United Kingdom, EU and International

UK

UK sanctions

A series of important and extensive changes have been made to the UK, EU and other sanctions regimes in respect of Russia. For more information, please refer to the 'Sanctions Tracker' updates available on either our Sanctions Notes Blog or our FSR and Corporate Crime Notes Blog. [Mar 2022]

Economic Crime Act expands UK sanctions and unexplained wealth order powers

The Economic Crime (Transparency and Enforcement) Act 2022 (the Act) came into force on 15 March 2022, introducing a range of measures intended to tackle economic crime. 

The Act makes a number of changes to the Sanctions and Anti-Money Laundering Act 2018 (SAMLA), which are intended to facilitate rapid alignment of UK sanctions with those imposed by international partners, and greater flexibility when enacting autonomous sanctions. They also enable civil monetary penalties for financial sanctions breaches to be imposed on a strict liability standard (these changes expected to be brought into force in approximately 3 months). The Act also contains amendments to the 'unexplained wealth order' regime. Further information on these changes can be found in our briefing.

The Act's other significant change is the long-awaited introduction of a new Register of Overseas Entities, discussing in this briefing by our Real Estate colleagues. [31 Mar 2022]

SI: Money Laundering and Terrorist Financing (High-Risk Countries) (Amendment) Regulations 2022

The Money Laundering and Terrorist Financing (High-Risk Countries) (Amendment) Regulations 2022 have been published (along with an explanatory memorandum). The Regulations amend the Money Laundering, Terrorist Financing and Transfer of Funds (Information on the Payer) Regulations 2017 (MLRs) by substituting the list of high-risk third countries (in respect of which extra customer due diligence measures must be taken by relevant persons under the MLRs) in Schedule 3ZA for a new list.

The Regulations came into force on 29 March 2022. [29 Mar 2022]

Reform of Companies House and ban on corporate directors

The Government has published a White Paper on the reform of Companies House. Under the reforms, Companies House will be given greater powers in relation to information on the register, identity-verification requirements will be introduced for all new and existing company directors, and the ban on corporate directors will be implemented.

The response follows an initial consultation in 2019, and three follow-up consultations in 2020 (see our Corporate team's previous blog post here).

The changes include new identity verification requirements for all new and existing company directors (and equivalents for other entities), people with significant control (PSCs) and those filing information with Companies House. UK company formation agents that register with Companies House can conduct the checks. There is also a proposed extension to the scope of 'discrepancy reporting' for AML-regulated firms. An easy reference snapshot of the proposals can be found here. [28 Feb 2022]

SFO: Statement of facts in relation to AFWEL published

The Serious Fraud Office has published the statement of facts in relation to Amec Foster Wheeler Energy Limited (AFWEL).

* _Tasks to complete_
a – Please rewrite the paragraph of the sanctions and economic crime update that begins "The Government has published a White Paper" as a short bulleted list, keeping its main facts.
b – Reproduce the passage of the sanctions and economic crime update starting at "The Act makes" and ending at "found in our briefing.", substituting "latitude" for "flexibility".

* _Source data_
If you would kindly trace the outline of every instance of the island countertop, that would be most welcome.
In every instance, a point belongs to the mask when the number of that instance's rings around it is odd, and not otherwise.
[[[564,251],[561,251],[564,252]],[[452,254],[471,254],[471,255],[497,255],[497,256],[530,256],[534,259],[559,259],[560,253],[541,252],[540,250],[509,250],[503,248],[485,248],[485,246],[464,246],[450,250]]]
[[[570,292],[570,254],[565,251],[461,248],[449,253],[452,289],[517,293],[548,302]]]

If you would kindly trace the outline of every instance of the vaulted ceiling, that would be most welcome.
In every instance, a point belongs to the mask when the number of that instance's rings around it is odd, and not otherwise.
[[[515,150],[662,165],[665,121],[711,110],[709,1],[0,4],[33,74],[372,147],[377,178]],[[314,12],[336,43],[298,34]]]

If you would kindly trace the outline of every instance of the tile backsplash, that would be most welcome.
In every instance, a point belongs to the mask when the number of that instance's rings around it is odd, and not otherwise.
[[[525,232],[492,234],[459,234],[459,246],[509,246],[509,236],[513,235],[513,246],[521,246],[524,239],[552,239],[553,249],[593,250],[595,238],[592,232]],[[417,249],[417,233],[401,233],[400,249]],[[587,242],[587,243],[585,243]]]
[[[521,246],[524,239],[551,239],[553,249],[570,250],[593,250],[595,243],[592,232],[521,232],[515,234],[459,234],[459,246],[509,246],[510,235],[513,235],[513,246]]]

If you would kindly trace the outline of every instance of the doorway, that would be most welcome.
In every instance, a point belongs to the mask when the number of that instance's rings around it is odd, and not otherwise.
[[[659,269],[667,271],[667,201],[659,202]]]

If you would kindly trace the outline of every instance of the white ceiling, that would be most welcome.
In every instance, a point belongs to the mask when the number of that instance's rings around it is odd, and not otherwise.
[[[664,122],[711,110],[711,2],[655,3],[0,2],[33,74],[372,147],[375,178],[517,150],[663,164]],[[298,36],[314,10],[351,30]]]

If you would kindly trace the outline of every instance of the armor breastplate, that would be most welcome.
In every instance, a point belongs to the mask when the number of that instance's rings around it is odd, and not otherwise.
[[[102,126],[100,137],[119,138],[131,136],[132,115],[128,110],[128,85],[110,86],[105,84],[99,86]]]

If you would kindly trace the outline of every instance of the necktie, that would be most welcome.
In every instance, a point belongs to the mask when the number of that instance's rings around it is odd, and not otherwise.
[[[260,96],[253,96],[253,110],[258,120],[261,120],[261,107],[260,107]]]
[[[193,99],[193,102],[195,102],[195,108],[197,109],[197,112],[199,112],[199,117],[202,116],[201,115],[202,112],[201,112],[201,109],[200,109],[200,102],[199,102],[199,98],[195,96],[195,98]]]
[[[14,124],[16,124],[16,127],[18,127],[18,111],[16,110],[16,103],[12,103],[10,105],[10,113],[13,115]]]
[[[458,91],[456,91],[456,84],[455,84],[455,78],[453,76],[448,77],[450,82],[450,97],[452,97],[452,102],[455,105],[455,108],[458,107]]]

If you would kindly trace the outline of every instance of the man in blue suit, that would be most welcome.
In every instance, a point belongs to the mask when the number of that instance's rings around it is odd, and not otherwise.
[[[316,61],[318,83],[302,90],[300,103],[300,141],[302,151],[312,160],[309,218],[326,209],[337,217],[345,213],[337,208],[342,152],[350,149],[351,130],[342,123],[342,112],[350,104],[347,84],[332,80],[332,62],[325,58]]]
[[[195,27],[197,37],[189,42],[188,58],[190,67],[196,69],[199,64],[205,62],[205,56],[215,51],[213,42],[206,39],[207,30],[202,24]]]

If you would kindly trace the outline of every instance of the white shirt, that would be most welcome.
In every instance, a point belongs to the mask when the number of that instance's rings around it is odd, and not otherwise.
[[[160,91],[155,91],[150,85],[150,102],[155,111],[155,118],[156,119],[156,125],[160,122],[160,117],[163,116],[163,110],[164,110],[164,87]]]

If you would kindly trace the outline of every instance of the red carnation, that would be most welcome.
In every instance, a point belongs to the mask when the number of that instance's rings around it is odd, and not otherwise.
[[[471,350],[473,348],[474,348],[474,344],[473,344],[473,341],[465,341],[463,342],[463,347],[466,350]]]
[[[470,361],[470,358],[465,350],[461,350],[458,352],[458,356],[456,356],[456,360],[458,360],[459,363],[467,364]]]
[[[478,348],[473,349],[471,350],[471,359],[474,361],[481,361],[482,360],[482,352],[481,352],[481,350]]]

* _Results by task_
a –
- The Government has published a White Paper on the reform of Companies House.
- Companies House will be given greater powers over information on the register.
- Identity-verification requirements will be introduced for all new and existing company directors.
- The ban on corporate directors will be implemented.

b –
The Act makes a number of changes to the Sanctions and Anti-Money Laundering Act 2018 (SAMLA), which are intended to facilitate rapid alignment of UK sanctions with those imposed by international partners, and greater latitude when enacting autonomous sanctions. They also enable civil monetary penalties for financial sanctions breaches to be imposed on a strict liability standard (these changes expected to be brought into force in approximately 3 months). The Act also contains amendments to the 'unexplained wealth order' regime. Further information on these changes can be found in our briefing.